Please give back, word for word, only the lines starting at the one containing "Query: brown fleece jacket" and ending at the one containing "The component shall point out each instance of the tree bark" within the material below.

━━━━

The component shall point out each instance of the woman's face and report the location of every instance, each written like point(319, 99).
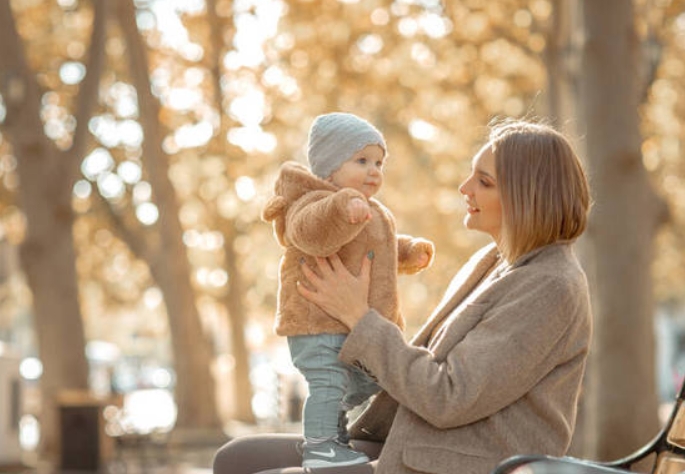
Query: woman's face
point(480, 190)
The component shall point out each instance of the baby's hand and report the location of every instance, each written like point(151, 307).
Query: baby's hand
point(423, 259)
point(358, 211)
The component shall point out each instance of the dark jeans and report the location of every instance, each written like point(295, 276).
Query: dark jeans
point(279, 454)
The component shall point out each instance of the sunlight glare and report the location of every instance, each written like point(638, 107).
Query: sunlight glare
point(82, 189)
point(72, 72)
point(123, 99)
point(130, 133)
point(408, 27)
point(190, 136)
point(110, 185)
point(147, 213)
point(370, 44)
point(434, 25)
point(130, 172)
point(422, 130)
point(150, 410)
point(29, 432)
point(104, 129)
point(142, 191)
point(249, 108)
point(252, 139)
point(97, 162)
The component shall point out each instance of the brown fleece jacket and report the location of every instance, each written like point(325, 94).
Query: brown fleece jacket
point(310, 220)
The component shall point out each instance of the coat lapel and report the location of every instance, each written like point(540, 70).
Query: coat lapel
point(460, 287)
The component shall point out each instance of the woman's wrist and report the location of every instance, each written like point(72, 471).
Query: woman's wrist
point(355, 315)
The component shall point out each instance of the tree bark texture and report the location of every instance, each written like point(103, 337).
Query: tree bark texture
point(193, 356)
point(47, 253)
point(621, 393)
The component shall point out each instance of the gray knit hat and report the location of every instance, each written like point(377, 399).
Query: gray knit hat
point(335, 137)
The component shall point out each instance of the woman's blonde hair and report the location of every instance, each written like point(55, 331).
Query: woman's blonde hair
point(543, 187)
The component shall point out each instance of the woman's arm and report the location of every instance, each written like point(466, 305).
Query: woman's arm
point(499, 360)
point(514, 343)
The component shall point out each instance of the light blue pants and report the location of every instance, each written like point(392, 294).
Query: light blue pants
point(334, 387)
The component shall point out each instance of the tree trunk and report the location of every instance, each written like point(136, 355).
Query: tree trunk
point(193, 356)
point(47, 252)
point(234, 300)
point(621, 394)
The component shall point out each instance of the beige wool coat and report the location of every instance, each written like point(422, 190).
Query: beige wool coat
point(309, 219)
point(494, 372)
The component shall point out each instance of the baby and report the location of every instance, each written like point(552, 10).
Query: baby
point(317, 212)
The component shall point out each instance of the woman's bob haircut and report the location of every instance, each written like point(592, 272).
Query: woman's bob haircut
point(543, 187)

━━━━

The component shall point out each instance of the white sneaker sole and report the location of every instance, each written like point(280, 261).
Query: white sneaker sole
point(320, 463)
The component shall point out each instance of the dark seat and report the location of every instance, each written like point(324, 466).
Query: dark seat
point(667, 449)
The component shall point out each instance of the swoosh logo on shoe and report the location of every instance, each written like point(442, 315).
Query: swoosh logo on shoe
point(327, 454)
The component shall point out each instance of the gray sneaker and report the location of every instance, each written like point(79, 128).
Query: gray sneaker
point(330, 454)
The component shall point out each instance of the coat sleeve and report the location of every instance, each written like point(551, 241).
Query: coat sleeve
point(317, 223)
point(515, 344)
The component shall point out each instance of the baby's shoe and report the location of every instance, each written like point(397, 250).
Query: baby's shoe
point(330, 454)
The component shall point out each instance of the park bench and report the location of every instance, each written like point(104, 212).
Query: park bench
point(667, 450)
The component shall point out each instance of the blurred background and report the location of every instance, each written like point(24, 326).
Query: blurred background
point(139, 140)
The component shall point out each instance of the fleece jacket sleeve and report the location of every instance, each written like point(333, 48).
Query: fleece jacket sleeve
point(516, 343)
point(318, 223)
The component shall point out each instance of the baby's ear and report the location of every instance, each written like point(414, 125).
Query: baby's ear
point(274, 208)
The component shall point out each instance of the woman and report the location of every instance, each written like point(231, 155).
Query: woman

━━━━

# TASK RESULT:
Query: brown fleece jacket
point(310, 220)
The component shall point out each instance of the coat lapel and report the location of every instance, each written like point(540, 70).
Query: coat lapel
point(460, 287)
The component shall point out each instance of the woman's wrist and report the location of every instance, each written like point(72, 471).
Query: woman's wrist
point(355, 315)
The component shall point out each instance of the tree bark texture and report the location of every instance, each written like point(103, 337).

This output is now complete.